↓
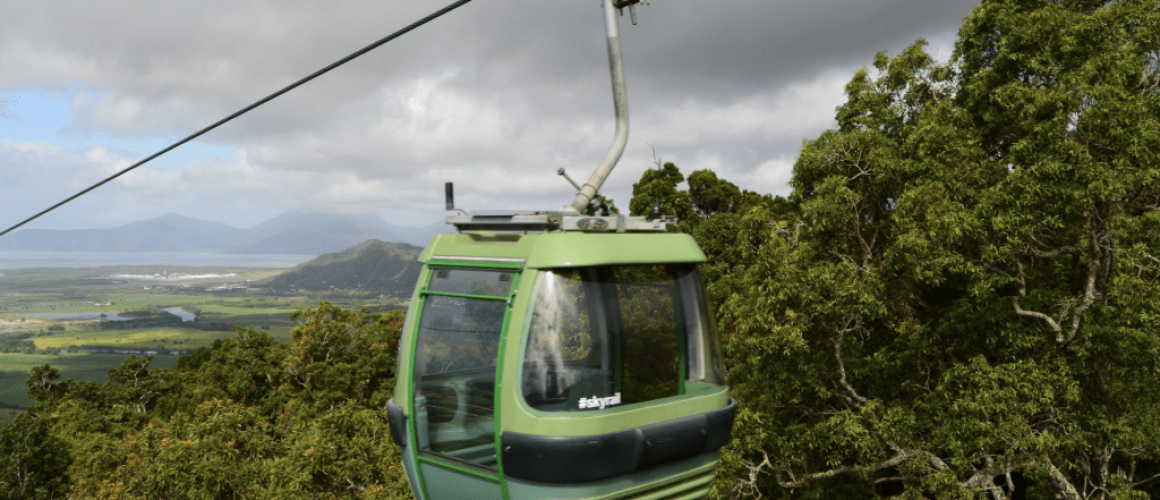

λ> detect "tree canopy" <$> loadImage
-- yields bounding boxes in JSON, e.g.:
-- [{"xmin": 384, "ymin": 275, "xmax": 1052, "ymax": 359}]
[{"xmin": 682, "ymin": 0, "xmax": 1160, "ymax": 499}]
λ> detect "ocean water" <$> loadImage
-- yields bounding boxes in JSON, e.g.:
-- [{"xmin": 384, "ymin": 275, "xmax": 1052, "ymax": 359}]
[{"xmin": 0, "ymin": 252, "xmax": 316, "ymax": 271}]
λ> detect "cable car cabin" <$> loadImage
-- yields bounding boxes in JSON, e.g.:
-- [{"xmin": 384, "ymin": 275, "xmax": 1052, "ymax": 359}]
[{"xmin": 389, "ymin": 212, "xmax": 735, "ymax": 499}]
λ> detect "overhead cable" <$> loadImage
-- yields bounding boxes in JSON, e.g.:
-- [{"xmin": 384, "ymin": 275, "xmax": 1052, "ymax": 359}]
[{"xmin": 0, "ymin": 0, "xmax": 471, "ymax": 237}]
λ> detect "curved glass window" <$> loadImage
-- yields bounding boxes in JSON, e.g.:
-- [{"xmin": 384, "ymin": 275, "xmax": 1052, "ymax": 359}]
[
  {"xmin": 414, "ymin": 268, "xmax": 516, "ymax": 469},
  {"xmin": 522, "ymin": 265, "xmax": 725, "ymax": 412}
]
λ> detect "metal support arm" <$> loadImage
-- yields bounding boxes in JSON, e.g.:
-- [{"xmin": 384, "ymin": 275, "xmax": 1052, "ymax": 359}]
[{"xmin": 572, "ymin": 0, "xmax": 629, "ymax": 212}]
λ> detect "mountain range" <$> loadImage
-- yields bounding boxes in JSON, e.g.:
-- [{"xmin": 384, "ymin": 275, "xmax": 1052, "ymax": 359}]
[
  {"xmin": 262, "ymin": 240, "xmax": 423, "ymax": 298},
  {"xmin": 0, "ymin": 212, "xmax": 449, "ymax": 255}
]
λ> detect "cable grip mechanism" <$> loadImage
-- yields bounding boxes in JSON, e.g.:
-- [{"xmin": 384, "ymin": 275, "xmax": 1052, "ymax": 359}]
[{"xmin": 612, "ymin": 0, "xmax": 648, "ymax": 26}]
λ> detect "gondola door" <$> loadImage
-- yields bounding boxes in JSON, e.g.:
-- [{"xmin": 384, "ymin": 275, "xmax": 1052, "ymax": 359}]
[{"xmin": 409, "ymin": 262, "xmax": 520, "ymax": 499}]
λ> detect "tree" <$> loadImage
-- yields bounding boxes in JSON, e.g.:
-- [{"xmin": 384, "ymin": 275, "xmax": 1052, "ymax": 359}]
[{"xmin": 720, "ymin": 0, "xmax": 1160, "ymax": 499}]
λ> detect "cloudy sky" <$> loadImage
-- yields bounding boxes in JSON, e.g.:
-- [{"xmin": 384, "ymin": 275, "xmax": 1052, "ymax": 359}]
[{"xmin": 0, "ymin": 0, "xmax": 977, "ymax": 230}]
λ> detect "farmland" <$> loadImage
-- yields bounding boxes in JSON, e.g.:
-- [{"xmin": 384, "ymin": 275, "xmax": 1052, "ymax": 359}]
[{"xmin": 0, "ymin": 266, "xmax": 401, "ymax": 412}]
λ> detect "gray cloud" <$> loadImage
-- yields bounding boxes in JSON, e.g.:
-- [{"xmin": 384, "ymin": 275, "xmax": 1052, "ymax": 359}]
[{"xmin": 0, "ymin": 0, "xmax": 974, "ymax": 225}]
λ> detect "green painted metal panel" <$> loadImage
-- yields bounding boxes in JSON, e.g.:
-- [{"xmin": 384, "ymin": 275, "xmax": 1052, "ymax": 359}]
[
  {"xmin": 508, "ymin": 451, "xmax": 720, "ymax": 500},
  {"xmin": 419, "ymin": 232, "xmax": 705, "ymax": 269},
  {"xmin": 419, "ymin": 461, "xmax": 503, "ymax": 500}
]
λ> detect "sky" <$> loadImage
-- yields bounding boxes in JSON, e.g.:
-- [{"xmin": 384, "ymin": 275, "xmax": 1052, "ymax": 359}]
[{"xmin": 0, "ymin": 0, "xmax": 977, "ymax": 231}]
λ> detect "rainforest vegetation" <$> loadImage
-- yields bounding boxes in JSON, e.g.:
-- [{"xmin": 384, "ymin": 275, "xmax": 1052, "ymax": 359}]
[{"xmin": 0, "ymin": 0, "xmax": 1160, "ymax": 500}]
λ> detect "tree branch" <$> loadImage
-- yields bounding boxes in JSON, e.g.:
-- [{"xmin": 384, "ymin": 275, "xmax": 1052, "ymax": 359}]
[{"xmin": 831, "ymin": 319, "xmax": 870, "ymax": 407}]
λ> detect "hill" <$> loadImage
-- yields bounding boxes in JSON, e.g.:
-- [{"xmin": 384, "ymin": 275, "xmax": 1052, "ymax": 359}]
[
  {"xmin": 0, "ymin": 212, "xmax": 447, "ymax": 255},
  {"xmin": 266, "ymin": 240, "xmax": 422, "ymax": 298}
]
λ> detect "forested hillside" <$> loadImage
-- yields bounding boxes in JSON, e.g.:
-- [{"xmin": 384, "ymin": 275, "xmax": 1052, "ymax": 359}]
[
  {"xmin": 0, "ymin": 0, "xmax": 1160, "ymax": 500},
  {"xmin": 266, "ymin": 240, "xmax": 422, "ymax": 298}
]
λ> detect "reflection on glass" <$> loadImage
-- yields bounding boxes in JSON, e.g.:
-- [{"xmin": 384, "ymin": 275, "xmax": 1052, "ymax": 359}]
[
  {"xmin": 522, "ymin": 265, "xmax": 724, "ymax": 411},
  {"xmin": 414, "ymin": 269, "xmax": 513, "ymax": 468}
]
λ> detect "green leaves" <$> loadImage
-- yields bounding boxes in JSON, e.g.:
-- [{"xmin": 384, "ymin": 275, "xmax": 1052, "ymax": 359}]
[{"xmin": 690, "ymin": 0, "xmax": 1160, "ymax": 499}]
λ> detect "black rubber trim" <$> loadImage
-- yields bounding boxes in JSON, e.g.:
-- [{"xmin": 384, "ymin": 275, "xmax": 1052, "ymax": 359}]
↑
- [What the task requires]
List each line in the listing above that contains the string "cable", copying every such line unchanged.

- [Answer below]
λ> detect "cable car cabin" <$> loadImage
λ> detect "overhead cable" <$> loadImage
λ> detect "cable grip mechanism" <$> loadImage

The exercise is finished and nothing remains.